--- What to work on ---
The stretch from the line with "Target: smoke plume" through the line with "Exercise. Find the white" in the records below: write it out exactly, and nothing else.

--- Input records ---
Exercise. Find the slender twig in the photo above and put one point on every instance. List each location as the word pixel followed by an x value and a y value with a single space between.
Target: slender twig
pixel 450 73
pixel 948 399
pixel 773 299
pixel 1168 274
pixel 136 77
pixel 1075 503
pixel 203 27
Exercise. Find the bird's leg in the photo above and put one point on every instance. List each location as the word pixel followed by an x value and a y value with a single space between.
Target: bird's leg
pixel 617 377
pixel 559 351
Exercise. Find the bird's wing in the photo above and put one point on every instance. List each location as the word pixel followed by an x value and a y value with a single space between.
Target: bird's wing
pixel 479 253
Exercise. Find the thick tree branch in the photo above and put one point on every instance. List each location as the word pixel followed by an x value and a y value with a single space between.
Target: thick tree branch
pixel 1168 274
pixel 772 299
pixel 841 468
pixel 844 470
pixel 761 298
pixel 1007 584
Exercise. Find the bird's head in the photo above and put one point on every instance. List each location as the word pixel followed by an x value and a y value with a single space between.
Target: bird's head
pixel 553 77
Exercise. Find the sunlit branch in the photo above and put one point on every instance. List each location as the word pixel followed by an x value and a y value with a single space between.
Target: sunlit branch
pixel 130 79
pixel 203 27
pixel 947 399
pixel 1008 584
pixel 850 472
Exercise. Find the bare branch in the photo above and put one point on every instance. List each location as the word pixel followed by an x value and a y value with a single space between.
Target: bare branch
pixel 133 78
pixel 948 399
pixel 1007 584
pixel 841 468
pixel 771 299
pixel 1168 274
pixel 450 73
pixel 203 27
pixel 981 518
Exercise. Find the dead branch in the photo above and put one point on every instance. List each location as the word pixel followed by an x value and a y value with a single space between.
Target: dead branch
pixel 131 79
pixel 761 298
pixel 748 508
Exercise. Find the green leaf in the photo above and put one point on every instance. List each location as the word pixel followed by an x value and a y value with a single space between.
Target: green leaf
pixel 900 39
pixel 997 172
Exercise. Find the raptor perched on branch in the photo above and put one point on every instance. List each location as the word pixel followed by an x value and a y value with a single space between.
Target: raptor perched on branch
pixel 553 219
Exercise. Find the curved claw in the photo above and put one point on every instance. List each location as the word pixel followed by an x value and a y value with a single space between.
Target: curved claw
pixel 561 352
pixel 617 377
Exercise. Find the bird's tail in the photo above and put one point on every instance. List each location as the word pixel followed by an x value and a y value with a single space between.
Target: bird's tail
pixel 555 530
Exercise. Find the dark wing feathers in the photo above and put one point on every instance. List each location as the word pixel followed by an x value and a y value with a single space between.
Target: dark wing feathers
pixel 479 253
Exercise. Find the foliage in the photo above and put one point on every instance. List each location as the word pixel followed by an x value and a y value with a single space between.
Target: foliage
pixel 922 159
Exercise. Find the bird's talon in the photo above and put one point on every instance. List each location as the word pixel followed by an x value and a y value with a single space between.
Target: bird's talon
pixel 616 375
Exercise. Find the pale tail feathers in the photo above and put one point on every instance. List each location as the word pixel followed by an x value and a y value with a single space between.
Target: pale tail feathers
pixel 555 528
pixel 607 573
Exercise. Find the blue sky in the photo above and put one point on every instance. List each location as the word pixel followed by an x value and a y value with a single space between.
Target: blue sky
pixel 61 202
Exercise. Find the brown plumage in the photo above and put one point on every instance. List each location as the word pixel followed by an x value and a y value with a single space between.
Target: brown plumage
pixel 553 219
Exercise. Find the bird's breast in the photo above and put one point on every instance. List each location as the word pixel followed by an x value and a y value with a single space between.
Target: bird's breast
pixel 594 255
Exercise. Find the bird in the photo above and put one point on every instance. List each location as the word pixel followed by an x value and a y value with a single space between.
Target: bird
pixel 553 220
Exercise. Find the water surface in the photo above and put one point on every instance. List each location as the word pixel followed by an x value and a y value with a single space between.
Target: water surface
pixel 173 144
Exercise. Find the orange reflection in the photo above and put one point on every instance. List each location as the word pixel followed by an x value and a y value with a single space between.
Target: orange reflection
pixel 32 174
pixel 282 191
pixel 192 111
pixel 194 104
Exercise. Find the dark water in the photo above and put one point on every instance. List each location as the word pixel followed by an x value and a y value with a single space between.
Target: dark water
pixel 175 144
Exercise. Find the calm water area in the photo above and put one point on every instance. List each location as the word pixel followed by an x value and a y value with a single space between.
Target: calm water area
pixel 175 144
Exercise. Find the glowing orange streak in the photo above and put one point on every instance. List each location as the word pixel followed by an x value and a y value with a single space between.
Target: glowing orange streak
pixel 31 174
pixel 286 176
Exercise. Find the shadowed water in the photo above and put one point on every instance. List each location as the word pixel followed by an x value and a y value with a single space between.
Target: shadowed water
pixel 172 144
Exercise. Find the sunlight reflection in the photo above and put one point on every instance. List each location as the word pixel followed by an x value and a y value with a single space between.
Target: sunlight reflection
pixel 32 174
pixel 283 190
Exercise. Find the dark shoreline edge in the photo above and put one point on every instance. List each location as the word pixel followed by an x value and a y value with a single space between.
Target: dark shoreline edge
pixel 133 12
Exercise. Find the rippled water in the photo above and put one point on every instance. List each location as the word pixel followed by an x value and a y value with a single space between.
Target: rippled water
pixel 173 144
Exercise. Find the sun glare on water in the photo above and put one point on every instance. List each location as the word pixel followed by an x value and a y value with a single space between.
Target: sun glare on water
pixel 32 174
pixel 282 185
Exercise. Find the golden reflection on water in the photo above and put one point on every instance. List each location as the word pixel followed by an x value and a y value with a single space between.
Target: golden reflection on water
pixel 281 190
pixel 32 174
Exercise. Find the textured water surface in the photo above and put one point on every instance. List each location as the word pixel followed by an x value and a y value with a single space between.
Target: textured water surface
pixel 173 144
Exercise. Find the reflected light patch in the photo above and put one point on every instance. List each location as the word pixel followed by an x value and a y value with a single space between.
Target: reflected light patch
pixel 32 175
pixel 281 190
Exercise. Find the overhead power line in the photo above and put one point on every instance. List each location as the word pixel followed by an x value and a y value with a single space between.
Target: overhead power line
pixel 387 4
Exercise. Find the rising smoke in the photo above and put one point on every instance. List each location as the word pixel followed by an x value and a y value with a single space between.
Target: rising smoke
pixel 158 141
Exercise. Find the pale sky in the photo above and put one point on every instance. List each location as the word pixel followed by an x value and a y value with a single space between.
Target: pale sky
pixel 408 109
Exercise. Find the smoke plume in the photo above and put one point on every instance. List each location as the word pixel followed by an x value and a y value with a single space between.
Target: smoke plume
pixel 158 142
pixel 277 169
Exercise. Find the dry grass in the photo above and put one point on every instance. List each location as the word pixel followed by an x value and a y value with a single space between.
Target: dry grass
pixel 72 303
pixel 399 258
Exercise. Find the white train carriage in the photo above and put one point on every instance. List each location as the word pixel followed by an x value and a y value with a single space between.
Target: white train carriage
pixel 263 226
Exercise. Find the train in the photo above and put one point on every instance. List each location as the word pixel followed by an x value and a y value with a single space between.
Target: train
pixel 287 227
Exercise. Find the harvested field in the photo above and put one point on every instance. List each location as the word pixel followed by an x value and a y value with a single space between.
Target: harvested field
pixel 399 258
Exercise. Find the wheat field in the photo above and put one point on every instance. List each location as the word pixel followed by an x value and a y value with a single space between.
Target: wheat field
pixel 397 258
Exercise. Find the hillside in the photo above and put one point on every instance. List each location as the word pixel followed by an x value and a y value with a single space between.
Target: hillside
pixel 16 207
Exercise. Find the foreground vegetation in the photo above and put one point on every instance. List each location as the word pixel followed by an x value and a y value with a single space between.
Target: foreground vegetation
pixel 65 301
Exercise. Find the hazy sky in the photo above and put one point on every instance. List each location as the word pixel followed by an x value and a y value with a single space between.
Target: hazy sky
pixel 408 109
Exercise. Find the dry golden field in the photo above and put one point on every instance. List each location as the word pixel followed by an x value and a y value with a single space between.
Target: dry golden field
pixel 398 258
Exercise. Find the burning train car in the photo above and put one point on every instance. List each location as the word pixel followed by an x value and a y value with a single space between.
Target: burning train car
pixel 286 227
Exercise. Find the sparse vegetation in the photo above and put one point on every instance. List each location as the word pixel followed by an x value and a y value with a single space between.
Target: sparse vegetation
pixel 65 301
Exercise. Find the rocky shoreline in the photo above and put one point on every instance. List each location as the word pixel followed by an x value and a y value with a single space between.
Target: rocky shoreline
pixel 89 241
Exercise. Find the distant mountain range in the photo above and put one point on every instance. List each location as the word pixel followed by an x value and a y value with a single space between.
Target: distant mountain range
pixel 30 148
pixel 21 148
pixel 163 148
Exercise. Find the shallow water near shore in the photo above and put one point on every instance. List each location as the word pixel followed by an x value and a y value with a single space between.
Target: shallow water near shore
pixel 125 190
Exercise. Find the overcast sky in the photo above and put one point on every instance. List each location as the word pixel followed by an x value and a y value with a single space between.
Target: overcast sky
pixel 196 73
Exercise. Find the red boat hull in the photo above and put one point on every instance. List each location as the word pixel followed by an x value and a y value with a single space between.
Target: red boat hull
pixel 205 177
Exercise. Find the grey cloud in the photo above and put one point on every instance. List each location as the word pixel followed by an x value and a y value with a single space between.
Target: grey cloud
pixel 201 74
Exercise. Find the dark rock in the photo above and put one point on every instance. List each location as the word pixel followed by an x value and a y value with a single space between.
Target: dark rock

--- Answer box ---
Target: smoke plume
pixel 158 142
pixel 277 169
Exercise. Find the dry grass in the photo above and put one point on every instance. List each location as the word pixel followed by an x value and a y value with a single space between.
Target: dry grass
pixel 72 303
pixel 399 258
Exercise. Find the white train carriage in the photo above and put one point on every instance. List each location as the word pixel followed by an x value and a y value with a single space between.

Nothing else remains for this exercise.